*BRIEF*.
In the news report on border-region aftershocks, how far from San Diego was the epicenter of Monday's quake?

*EXCERPT*.
====================

Scientists: California-Mexico border can expect aftershocks for years after major quake

LOS ANGELES (AP) — To the crowd of baseball fans cheering at San Diego's Petco Park, the jolt in the eighth inning came as a surprise.

But for scientists, Monday night's magnitude-5.7 earthquake was the kind of aftershock they expected from the deadly magnitude-7.2 Easter Sunday quake centered in Baja California two months earlier.

Major shakers tend to produce aftershocks for months and sometimes years, scientists say.

"People in the border region should expect more aftershocks and earthquakes in general in future years," said seismologist Egill Hauksson of the California Institute of Technology in Pasadena. "The earthquake history of the region is very rich."

A similar-sized earthquake in 1992 — the magnitude-7.3 Landers quake that rattled the Mojave Desert northeast of Los Angeles — has unleashed about 10,000 aftershocks in a sequence that continues today.

Monday's quake was the largest aftershock yet from the Easter shaker. Its epicenter was 85 miles east of San Diego, near the U.S.-Mexico border.

====================

*DATASET EXCERPTS*.
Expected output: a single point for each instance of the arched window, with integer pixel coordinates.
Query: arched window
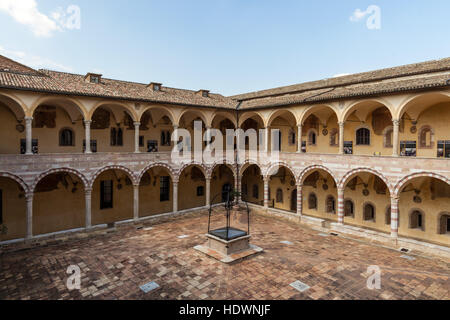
(387, 138)
(388, 215)
(312, 201)
(444, 223)
(426, 137)
(334, 137)
(279, 196)
(363, 137)
(255, 191)
(331, 205)
(369, 212)
(66, 137)
(417, 220)
(349, 208)
(312, 138)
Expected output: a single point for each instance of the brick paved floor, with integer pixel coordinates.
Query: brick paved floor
(115, 264)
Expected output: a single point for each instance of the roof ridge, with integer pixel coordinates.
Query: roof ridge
(267, 92)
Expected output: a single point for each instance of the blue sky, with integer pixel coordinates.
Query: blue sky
(228, 47)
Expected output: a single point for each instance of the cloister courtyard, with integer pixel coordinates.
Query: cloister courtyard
(114, 263)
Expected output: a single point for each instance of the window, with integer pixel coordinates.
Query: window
(331, 205)
(255, 190)
(444, 224)
(164, 190)
(408, 148)
(348, 147)
(93, 145)
(34, 146)
(369, 212)
(416, 220)
(106, 194)
(152, 146)
(312, 137)
(363, 137)
(312, 201)
(388, 138)
(334, 137)
(292, 138)
(66, 138)
(443, 150)
(279, 196)
(200, 191)
(116, 137)
(388, 215)
(349, 208)
(1, 206)
(426, 137)
(165, 138)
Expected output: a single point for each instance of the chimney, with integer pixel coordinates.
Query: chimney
(203, 93)
(155, 86)
(93, 78)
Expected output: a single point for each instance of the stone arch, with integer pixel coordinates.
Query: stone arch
(276, 113)
(195, 164)
(165, 110)
(217, 164)
(200, 113)
(304, 174)
(169, 169)
(324, 108)
(16, 105)
(366, 107)
(59, 101)
(250, 114)
(403, 182)
(58, 170)
(347, 177)
(270, 171)
(432, 98)
(130, 174)
(105, 104)
(17, 179)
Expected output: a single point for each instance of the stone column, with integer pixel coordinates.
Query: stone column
(299, 200)
(394, 217)
(175, 196)
(266, 138)
(341, 137)
(266, 192)
(395, 138)
(208, 191)
(29, 200)
(88, 209)
(341, 212)
(28, 135)
(299, 138)
(135, 202)
(237, 188)
(87, 135)
(136, 136)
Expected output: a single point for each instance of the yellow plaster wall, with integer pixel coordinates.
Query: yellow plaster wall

====================

*OUTPUT OF THE TASK*.
85 miles east of San Diego, near the U.S.-Mexico border.